> [About this exercise]
Copy the entries below in full, keeping them exactly as they are.

> [Dataset records]
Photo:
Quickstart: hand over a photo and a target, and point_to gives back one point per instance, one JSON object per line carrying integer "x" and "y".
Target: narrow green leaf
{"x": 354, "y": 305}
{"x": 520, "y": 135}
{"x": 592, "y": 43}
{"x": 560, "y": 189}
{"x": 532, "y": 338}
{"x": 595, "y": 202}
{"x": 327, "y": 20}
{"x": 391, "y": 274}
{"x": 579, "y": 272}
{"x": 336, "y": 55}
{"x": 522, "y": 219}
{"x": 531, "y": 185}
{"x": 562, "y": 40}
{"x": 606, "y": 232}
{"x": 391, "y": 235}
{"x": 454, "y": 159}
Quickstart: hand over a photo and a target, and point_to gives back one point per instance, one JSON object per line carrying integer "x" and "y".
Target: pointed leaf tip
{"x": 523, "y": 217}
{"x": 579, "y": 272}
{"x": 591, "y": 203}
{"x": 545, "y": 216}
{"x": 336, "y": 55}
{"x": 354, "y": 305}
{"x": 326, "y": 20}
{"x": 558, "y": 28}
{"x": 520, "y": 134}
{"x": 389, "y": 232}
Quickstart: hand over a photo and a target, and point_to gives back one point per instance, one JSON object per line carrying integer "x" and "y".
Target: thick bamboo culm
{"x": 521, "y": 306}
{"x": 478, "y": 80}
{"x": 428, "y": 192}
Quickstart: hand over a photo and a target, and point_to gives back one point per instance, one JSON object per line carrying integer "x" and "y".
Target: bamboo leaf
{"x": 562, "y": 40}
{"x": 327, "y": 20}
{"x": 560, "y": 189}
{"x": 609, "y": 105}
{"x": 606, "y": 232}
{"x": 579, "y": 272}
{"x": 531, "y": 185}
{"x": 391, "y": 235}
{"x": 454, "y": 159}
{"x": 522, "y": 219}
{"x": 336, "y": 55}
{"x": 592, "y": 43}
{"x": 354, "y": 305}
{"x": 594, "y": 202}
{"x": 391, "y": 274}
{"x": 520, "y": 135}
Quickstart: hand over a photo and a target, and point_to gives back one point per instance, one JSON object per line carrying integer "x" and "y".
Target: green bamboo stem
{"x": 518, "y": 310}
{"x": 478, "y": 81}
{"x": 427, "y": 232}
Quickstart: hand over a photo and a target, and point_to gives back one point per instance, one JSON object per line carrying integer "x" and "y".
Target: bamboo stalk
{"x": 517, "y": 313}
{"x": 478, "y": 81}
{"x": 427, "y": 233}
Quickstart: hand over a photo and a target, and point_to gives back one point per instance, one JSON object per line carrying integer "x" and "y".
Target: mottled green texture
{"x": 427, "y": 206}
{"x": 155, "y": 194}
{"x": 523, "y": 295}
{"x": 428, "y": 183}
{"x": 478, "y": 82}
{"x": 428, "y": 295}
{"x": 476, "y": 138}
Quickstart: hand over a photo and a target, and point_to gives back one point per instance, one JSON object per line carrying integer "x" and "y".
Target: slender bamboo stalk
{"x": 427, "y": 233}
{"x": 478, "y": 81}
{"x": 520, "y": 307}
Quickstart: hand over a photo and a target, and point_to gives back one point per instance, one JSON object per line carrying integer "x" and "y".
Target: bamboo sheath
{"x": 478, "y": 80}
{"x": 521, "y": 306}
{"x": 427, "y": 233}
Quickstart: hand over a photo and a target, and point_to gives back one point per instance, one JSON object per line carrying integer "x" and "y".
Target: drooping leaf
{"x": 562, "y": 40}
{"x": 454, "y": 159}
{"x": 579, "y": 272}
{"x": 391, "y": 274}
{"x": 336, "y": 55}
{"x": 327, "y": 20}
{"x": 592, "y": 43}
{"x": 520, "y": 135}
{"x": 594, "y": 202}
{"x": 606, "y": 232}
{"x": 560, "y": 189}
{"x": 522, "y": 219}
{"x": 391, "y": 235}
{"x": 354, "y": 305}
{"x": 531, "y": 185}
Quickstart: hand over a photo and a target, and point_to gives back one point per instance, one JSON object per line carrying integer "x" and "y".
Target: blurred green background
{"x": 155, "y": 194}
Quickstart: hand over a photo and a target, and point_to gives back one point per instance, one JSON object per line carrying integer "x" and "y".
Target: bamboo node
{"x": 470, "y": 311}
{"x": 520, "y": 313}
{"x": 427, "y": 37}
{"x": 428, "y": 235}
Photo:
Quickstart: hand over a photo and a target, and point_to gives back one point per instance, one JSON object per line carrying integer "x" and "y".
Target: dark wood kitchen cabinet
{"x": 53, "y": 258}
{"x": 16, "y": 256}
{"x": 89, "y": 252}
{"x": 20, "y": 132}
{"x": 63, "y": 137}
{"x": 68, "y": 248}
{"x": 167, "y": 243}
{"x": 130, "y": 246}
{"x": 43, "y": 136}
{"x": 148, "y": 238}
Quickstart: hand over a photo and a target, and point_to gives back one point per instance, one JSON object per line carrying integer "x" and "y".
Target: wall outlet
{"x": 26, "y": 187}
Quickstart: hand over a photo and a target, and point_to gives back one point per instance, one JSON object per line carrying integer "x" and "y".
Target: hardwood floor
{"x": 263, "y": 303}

> [Written response]
Photo:
Quickstart: hand over a photo and a target, and point_to gives back one point per instance, one JSON object per line carrying integer "x" and "y".
Target: narrow green leaf
{"x": 354, "y": 305}
{"x": 520, "y": 135}
{"x": 592, "y": 43}
{"x": 560, "y": 189}
{"x": 532, "y": 338}
{"x": 595, "y": 202}
{"x": 327, "y": 20}
{"x": 391, "y": 274}
{"x": 579, "y": 272}
{"x": 336, "y": 55}
{"x": 522, "y": 219}
{"x": 531, "y": 185}
{"x": 562, "y": 40}
{"x": 606, "y": 232}
{"x": 391, "y": 235}
{"x": 454, "y": 159}
Quickstart: hand over a photo and a target, and point_to gives back one point per instance, one JSON object per line carrying integer "x" and "y".
Target: pointed leaf tip
{"x": 523, "y": 217}
{"x": 579, "y": 272}
{"x": 591, "y": 203}
{"x": 545, "y": 216}
{"x": 336, "y": 55}
{"x": 354, "y": 305}
{"x": 326, "y": 20}
{"x": 558, "y": 28}
{"x": 520, "y": 134}
{"x": 389, "y": 232}
Quickstart: hand over a photo and a target, and point_to gives back one point per instance, one JSON object per line carrying integer "x" and "y".
Target: thick bamboo culm
{"x": 521, "y": 306}
{"x": 478, "y": 80}
{"x": 428, "y": 192}
Quickstart: hand over a photo and a target, and point_to gives back one point per instance, one JSON object per line carrying integer "x" and "y".
Target: bamboo leaf
{"x": 562, "y": 40}
{"x": 327, "y": 20}
{"x": 560, "y": 189}
{"x": 609, "y": 105}
{"x": 606, "y": 232}
{"x": 579, "y": 272}
{"x": 531, "y": 185}
{"x": 391, "y": 235}
{"x": 454, "y": 159}
{"x": 522, "y": 219}
{"x": 336, "y": 55}
{"x": 592, "y": 43}
{"x": 354, "y": 305}
{"x": 594, "y": 202}
{"x": 391, "y": 274}
{"x": 520, "y": 135}
Quickstart: hand over a photo and a target, and point_to gives back one point per instance, one JSON object per line carrying integer "x" and "y".
Target: green bamboo stem
{"x": 518, "y": 310}
{"x": 478, "y": 81}
{"x": 427, "y": 232}
Quickstart: hand over a photo and a target, and point_to gives back one point per instance, one JSON object per line carrying integer "x" and "y".
Target: bamboo stalk
{"x": 517, "y": 313}
{"x": 478, "y": 81}
{"x": 427, "y": 233}
Quickstart: hand over a photo and a target, and point_to gives back one point per instance, one JSON object per line carrying integer "x" and "y".
Target: mottled green texture
{"x": 427, "y": 206}
{"x": 155, "y": 194}
{"x": 523, "y": 295}
{"x": 428, "y": 183}
{"x": 478, "y": 82}
{"x": 428, "y": 295}
{"x": 476, "y": 138}
Quickstart: hand over a photo and a target, and point_to gives back one point per instance, one JSON object per line carrying integer "x" and "y".
Target: slender bamboo stalk
{"x": 427, "y": 233}
{"x": 478, "y": 81}
{"x": 520, "y": 307}
Quickstart: hand over a photo and a target, and point_to gives back one point per instance, one JSON object per line carrying integer "x" and "y".
Target: bamboo sheath
{"x": 478, "y": 80}
{"x": 521, "y": 306}
{"x": 427, "y": 233}
Quickstart: hand over a photo and a target, and point_to gives back one point per instance, one JSON object per line carrying integer "x" and "y".
Target: drooping leaf
{"x": 562, "y": 40}
{"x": 454, "y": 159}
{"x": 579, "y": 272}
{"x": 391, "y": 274}
{"x": 336, "y": 55}
{"x": 327, "y": 20}
{"x": 592, "y": 43}
{"x": 520, "y": 135}
{"x": 594, "y": 202}
{"x": 606, "y": 232}
{"x": 560, "y": 189}
{"x": 522, "y": 219}
{"x": 391, "y": 235}
{"x": 354, "y": 305}
{"x": 531, "y": 185}
Quickstart: hand over a photo and a target, and point_to gives back one point per instance, one JSON object per line carrying integer "x" and "y".
Target: blurred green background
{"x": 155, "y": 194}
Quickstart: hand over a photo and a target, and point_to gives back one point per instance, one JSON object per line carrying integer "x" and "y".
Target: bamboo node
{"x": 470, "y": 311}
{"x": 520, "y": 313}
{"x": 427, "y": 37}
{"x": 428, "y": 235}
Photo:
Quickstart: hand over a photo and a target, and point_to gives back one point per instance, one JSON object per line carrying integer "x" and "y".
Target: dark wood kitchen cabinet
{"x": 53, "y": 258}
{"x": 16, "y": 256}
{"x": 89, "y": 252}
{"x": 20, "y": 132}
{"x": 63, "y": 137}
{"x": 68, "y": 248}
{"x": 167, "y": 243}
{"x": 130, "y": 246}
{"x": 43, "y": 136}
{"x": 148, "y": 238}
Quickstart: hand over a photo and a target, and point_to gives back one point per instance, one JSON object per line carrying integer "x" and "y".
Target: wall outlet
{"x": 26, "y": 187}
Quickstart: hand over a photo and a target, and point_to gives back one point per instance, one JSON object per line carrying integer "x" and "y".
Target: hardwood floor
{"x": 263, "y": 303}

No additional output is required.